Top of WORKING DATA
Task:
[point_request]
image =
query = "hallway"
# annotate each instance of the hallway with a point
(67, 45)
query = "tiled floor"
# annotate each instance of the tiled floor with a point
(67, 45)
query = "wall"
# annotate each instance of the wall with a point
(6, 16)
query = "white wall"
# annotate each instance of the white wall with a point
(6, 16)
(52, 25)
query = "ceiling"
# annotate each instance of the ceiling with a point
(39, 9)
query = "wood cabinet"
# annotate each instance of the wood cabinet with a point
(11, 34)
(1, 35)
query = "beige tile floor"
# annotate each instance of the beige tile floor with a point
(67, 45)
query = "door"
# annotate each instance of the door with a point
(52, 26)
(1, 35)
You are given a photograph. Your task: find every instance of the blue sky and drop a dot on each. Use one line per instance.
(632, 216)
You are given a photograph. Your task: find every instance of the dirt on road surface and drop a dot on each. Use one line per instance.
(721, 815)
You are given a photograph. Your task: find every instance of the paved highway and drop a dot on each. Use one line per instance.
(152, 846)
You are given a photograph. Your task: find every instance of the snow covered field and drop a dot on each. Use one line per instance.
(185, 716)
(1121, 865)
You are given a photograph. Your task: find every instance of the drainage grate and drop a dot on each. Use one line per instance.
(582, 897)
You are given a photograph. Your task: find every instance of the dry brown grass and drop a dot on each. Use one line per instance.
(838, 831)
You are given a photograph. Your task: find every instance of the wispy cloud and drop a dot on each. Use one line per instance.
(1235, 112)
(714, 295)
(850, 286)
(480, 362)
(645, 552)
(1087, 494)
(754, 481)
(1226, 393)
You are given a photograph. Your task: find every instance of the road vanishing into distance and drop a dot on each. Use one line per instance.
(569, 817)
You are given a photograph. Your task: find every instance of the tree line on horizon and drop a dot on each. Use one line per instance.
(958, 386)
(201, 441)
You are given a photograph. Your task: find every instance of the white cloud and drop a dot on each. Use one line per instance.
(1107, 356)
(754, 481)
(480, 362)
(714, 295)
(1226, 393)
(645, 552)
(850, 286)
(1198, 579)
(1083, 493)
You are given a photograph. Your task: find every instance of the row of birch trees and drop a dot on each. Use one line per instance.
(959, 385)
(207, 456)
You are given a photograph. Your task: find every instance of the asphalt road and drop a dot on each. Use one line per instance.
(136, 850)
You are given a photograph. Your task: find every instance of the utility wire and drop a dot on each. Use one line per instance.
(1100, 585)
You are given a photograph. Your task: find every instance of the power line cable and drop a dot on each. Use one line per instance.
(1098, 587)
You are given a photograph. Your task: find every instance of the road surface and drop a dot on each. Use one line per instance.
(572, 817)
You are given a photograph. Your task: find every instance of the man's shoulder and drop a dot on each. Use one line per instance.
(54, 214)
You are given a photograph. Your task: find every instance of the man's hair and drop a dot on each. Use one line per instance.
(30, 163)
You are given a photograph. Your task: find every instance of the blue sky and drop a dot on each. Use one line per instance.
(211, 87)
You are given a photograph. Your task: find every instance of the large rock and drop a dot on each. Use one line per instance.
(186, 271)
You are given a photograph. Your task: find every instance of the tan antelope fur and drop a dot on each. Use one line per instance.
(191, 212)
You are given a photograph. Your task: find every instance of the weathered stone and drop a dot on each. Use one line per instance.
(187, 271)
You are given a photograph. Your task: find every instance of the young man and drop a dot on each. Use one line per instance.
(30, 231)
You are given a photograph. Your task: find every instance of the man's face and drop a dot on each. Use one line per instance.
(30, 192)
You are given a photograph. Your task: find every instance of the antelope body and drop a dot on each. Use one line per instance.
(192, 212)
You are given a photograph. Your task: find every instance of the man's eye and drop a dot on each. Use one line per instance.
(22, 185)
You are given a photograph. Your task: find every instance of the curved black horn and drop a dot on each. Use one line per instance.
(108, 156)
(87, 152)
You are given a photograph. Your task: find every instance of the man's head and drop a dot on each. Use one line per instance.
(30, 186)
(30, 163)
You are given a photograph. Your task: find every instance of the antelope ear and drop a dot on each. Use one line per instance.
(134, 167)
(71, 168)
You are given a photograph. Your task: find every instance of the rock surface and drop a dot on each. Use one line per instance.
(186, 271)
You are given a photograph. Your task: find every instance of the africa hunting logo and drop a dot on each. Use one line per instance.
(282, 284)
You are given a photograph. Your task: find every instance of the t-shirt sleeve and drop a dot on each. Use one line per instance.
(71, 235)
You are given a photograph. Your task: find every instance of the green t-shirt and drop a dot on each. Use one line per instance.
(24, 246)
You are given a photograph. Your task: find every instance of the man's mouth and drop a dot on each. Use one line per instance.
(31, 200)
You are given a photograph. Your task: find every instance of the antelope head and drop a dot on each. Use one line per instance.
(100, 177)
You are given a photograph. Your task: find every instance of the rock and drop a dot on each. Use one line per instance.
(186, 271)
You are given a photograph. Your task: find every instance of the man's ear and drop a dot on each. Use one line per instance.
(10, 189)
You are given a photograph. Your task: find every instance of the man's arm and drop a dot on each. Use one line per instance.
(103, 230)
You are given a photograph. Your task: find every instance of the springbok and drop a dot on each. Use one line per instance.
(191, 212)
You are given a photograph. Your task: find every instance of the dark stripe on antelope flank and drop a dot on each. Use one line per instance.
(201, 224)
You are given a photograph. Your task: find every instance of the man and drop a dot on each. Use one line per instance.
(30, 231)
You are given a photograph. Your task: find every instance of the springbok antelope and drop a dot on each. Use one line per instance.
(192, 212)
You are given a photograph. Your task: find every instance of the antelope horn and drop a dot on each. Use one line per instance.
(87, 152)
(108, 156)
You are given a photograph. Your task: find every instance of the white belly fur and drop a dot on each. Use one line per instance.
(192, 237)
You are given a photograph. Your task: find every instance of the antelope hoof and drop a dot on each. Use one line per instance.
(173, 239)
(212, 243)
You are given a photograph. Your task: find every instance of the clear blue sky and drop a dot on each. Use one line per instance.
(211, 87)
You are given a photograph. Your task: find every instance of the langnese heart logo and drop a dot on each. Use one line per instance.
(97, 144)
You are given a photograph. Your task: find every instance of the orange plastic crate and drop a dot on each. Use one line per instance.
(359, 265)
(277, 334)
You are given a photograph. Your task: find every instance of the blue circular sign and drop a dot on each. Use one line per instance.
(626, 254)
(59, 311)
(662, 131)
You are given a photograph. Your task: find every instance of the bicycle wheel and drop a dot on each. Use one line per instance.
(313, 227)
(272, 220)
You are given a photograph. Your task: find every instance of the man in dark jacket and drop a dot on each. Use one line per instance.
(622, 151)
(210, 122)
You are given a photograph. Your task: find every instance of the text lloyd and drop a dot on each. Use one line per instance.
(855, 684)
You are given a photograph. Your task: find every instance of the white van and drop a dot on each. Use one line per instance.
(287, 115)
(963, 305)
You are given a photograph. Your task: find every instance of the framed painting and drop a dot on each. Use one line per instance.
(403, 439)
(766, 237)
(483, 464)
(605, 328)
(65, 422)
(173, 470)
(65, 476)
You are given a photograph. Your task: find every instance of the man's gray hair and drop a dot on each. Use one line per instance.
Bottom of WORKING DATA
*DIRECTIONS:* Return each line of the data above that includes the word "query".

*EXERCISE RESPONSE:*
query = "hallway"
query = "tiled floor"
query = "wall"
query = "white wall"
query = "ceiling"
query = "wood cabinet"
query = "beige tile floor"
query = "door"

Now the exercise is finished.